▶ EXERCISE MATERIAL:
◇ ◇ ◇ ◇ ◇ ◇ ◇
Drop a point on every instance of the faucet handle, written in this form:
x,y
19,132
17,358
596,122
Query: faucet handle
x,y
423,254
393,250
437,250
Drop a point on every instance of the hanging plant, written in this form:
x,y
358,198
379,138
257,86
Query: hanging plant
◇ ◇ ◇ ◇ ◇ ◇ ◇
▶ TASK STATEMENT: Render the data as a Markdown table, beginning with the line that contains "Drop a point on every instance of the hanging" and continuing through the end of the data. Put the row number in a column called Row and the line itself in a column called Text, and leave out any blank lines.

▶ SOLVED PROBLEM:
| Row | Text |
|---|---|
| 1 | Drop a point on every instance of the hanging plant, written in this form: |
| 2 | x,y |
| 3 | 358,198 |
| 4 | 379,138 |
| 5 | 257,86 |
| 6 | Query: hanging plant |